> [Document]
En 2009, le gouvernement local leur a finalement accordé une assurance-vie et une couverture sociale en cas d’accident lorsqu’ils voyagent à travers le Mexique ou à l’étranger.
Dans la pratique, les accidents sont très rares grâce à la formation reçue, expliquent les professeurs.
– Don d' »homme-oiseau » –
Eugenio San Martin, 14 ans, est l’un des élèves de cette école. Ce jeune homme timide a hérité de cette tradition pratiquée par son père et ses grands-pères.
Ils l’ont inspiré pour devenir « caporal », le danseur qui joue de la flûte et du tambour en équilibre précaire au sommet du tronc.
« J’ai commencé quand j’avais sept ans parce que j’aimais ça », confie Eugenio à l’AFP.
« La première fois que je suis monté sur le tronc, j’avais très peur, mais un professeur est venu avec moi », dit-il.
L’école rassemble une centaine d’enfants, âgés de 8 à 10 ans. Mais seulement une vingtaine d’entre eux atteindront le niveau nécessaire pour devenir professionnels.

> [Consigne 1] Recopiez la partie de la liste qui commence à la ligne contenant « surface with one point per instance. » et se termine à la fin de la liste, ces deux bornes comprises, en remplaçant « choppy » par « rough ». Ne modifiez rien d'autre.

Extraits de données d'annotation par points

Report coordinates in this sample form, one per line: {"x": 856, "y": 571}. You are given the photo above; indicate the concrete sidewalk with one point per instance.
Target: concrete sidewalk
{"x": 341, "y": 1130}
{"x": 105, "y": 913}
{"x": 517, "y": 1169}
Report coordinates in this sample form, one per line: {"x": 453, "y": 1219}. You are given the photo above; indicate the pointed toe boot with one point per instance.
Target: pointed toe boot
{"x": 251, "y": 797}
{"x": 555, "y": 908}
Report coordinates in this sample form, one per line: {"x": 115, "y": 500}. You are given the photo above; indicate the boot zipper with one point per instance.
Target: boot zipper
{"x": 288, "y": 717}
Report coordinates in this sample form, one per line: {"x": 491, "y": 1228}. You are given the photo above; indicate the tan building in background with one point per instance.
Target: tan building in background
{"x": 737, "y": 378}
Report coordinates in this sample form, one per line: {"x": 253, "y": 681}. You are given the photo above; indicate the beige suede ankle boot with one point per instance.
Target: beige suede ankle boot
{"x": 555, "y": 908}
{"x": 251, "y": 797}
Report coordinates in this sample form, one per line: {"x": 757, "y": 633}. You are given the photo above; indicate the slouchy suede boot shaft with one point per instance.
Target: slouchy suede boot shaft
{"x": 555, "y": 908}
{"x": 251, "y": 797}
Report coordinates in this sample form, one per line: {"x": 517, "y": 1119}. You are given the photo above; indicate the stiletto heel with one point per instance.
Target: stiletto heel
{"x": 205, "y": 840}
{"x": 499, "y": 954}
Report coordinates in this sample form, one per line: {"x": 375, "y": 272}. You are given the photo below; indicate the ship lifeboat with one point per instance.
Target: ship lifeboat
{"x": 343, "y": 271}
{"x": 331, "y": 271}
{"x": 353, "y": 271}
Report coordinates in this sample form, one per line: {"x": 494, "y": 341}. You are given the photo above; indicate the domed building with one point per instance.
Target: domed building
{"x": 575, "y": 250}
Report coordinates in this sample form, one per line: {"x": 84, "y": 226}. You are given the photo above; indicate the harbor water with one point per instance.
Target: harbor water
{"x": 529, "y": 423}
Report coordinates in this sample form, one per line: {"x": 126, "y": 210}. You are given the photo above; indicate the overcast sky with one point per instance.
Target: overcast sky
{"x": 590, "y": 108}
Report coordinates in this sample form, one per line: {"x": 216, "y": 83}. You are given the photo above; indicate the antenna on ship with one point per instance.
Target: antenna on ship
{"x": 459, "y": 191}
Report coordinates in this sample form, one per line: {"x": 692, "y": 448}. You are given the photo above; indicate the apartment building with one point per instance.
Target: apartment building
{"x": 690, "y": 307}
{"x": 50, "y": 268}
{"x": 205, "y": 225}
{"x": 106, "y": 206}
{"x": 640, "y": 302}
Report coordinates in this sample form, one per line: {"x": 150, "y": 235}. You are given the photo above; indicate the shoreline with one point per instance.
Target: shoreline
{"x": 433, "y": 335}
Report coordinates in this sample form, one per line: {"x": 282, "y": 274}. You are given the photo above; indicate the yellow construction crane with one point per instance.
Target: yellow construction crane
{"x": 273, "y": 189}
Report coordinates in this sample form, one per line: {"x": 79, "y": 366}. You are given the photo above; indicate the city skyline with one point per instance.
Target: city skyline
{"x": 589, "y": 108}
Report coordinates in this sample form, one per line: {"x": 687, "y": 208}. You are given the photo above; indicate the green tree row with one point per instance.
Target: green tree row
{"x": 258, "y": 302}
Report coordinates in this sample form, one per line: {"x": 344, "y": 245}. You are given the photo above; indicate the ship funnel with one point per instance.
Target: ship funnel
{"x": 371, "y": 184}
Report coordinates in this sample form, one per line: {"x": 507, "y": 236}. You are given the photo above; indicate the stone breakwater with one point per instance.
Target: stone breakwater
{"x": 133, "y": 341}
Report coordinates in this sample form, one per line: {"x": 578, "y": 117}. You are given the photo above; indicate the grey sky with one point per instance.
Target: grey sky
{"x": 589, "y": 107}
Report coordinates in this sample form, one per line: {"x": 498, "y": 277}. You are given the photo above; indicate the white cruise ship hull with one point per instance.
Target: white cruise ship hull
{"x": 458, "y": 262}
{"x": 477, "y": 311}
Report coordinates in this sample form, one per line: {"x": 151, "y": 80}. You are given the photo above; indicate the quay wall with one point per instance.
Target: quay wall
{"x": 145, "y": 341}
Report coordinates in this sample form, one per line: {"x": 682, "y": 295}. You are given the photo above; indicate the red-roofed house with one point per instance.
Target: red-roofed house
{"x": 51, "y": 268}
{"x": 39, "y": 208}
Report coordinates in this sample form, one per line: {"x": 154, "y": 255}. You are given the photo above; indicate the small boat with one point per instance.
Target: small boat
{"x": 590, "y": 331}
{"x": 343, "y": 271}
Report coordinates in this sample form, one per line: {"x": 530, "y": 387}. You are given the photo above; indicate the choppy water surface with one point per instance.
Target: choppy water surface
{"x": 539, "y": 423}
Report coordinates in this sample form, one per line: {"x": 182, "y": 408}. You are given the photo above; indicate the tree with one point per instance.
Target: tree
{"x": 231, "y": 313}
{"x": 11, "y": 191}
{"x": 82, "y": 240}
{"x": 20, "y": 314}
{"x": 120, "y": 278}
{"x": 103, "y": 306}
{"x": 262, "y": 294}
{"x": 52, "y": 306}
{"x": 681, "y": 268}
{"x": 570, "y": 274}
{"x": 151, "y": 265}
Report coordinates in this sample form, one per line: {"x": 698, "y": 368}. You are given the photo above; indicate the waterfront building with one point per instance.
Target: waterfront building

> [Consigne 2] Réimprimez le document en entier, sans la moindre modification, s'il vous plaît.

> [Résultat final 1]
Report coordinates in this sample form, one per line: {"x": 530, "y": 387}. You are given the photo above; indicate the rough water surface with one point per instance.
Target: rough water surface
{"x": 539, "y": 423}
Report coordinates in this sample form, one per line: {"x": 182, "y": 408}. You are given the photo above; indicate the tree with one point per instance.
Target: tree
{"x": 231, "y": 313}
{"x": 11, "y": 191}
{"x": 82, "y": 240}
{"x": 20, "y": 314}
{"x": 120, "y": 278}
{"x": 103, "y": 306}
{"x": 262, "y": 294}
{"x": 52, "y": 306}
{"x": 681, "y": 268}
{"x": 570, "y": 274}
{"x": 151, "y": 265}
Report coordinates in this sample form, one per line: {"x": 698, "y": 368}. You are given the photo above; indicate the waterfront building with one point per instance.
Target: waterfront building

> [Résultat final 2]
En 2009, le gouvernement local leur a finalement accordé une assurance-vie et une couverture sociale en cas d’accident lorsqu’ils voyagent à travers le Mexique ou à l’étranger.
Dans la pratique, les accidents sont très rares grâce à la formation reçue, expliquent les professeurs.
– Don d' »homme-oiseau » –
Eugenio San Martin, 14 ans, est l’un des élèves de cette école. Ce jeune homme timide a hérité de cette tradition pratiquée par son père et ses grands-pères.
Ils l’ont inspiré pour devenir « caporal », le danseur qui joue de la flûte et du tambour en équilibre précaire au sommet du tronc.
« J’ai commencé quand j’avais sept ans parce que j’aimais ça », confie Eugenio à l’AFP.
« La première fois que je suis monté sur le tronc, j’avais très peur, mais un professeur est venu avec moi », dit-il.
L’école rassemble une centaine d’enfants, âgés de 8 à 10 ans. Mais seulement une vingtaine d’entre eux atteindront le niveau nécessaire pour devenir professionnels.